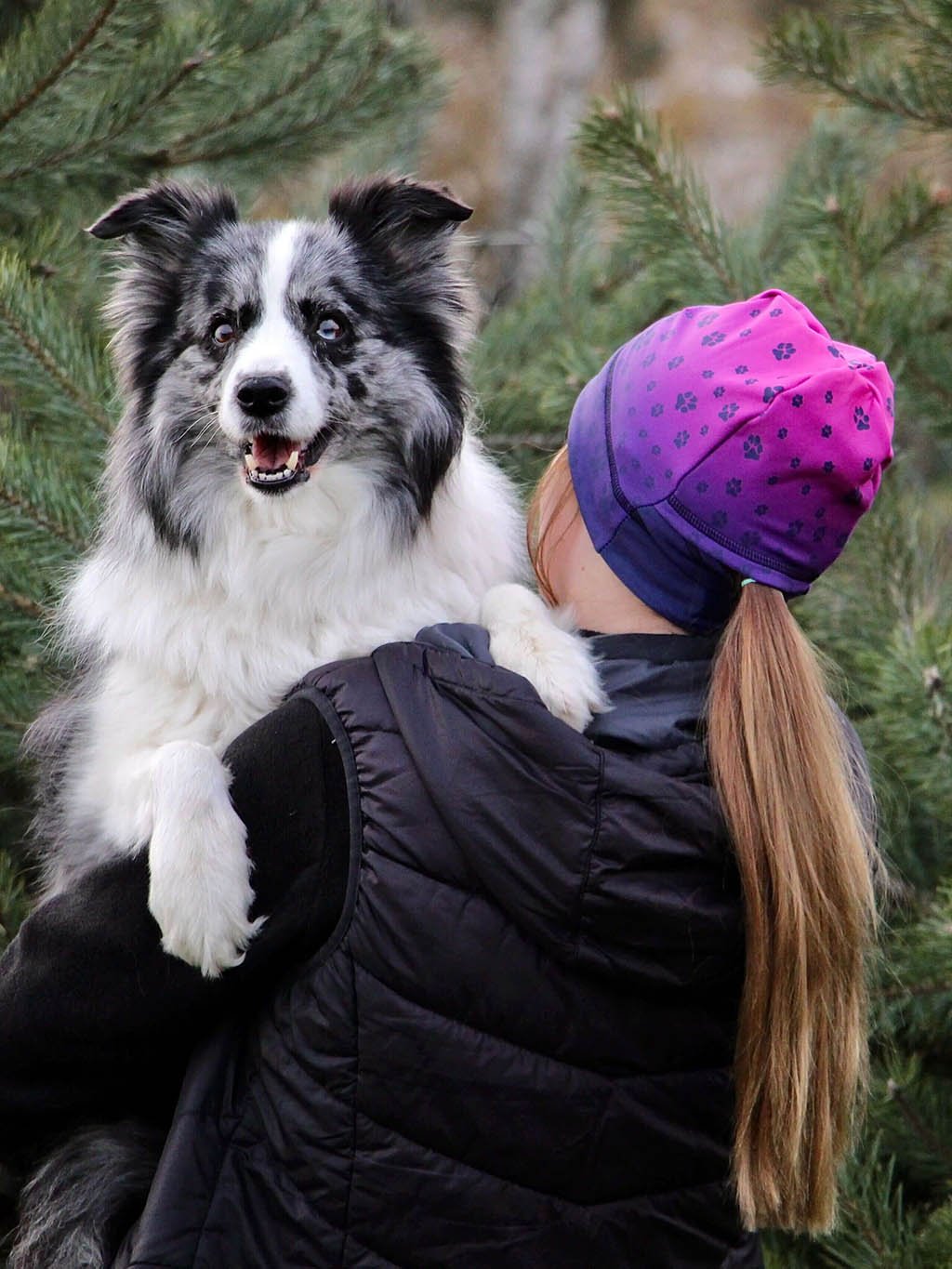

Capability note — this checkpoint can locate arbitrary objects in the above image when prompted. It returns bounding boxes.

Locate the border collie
[10,178,604,1269]
[27,178,602,976]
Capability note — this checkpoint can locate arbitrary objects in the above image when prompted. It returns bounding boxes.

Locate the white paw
[149,741,264,978]
[480,583,611,731]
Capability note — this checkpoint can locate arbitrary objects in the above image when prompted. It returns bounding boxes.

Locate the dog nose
[236,375,291,418]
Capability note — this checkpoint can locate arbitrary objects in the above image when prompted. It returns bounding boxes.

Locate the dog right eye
[208,319,237,348]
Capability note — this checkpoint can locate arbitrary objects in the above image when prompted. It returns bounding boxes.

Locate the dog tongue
[251,431,297,472]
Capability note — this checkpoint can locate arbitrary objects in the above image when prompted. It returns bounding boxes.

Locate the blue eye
[212,321,237,344]
[315,313,349,344]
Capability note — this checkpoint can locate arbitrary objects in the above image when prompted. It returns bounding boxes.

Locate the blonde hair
[527,446,876,1232]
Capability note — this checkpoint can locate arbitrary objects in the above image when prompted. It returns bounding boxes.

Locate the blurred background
[260,0,817,296]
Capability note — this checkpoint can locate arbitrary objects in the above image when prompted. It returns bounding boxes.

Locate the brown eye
[212,321,237,345]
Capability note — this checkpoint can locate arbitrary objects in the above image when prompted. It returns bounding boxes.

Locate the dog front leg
[480,583,611,731]
[149,740,264,978]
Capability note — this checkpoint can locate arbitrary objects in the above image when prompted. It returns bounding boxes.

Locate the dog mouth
[244,427,334,494]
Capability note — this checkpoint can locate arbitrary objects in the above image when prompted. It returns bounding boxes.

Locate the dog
[11,178,605,1269]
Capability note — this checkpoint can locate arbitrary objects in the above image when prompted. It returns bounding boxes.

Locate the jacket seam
[574,748,605,960]
[231,1092,726,1212]
[350,952,727,1080]
[339,948,360,1265]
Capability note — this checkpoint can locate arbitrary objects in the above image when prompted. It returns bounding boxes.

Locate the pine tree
[0,0,438,949]
[477,0,952,1269]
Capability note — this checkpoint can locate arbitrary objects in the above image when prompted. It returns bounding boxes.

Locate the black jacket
[0,629,759,1269]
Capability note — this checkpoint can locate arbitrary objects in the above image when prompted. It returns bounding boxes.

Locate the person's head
[529,291,892,1230]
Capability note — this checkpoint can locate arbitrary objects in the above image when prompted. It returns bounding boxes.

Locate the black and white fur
[11,178,603,1269]
[28,178,601,974]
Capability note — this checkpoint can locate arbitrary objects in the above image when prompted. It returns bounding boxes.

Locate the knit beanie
[569,284,893,633]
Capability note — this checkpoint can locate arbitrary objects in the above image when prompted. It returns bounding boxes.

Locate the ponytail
[707,585,875,1232]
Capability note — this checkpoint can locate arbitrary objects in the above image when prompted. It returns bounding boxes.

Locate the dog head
[90,178,471,549]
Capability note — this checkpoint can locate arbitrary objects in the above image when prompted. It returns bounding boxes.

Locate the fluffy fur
[12,178,602,1269]
[28,180,606,974]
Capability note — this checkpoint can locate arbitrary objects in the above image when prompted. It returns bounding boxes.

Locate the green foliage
[476,0,952,1269]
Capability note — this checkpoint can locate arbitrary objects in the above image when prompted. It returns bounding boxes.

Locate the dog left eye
[313,313,350,344]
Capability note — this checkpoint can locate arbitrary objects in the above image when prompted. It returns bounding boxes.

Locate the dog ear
[87,180,239,246]
[329,177,472,249]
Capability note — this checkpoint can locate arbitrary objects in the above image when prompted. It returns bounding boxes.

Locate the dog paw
[149,741,264,978]
[480,583,611,731]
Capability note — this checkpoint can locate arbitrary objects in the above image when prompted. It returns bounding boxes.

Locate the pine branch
[761,10,952,128]
[0,0,122,132]
[579,94,745,298]
[0,484,87,553]
[0,583,53,622]
[0,250,112,442]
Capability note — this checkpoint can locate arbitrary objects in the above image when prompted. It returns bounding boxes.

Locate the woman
[0,291,892,1269]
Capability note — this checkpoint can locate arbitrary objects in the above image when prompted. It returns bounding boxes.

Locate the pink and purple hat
[569,283,893,632]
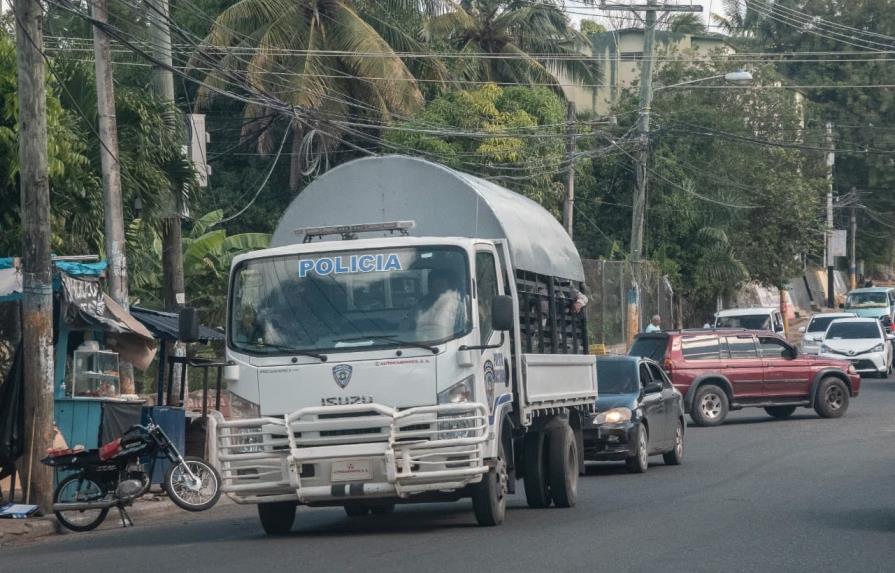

— What is asked —
Change "border collie" to "sheepdog" in the lines starting at the beginning of the records and going on through the line with "[27,178,602,976]", and write out those lines again with nothing else altered. Leave the pictures out of your answer.

— Exercise answer —
Capability note — this checkpoint can locate arbitrary objects in the above image when prompted. It returns bounding boxes.

Locate the sheepdog
[10,178,604,1269]
[27,178,602,976]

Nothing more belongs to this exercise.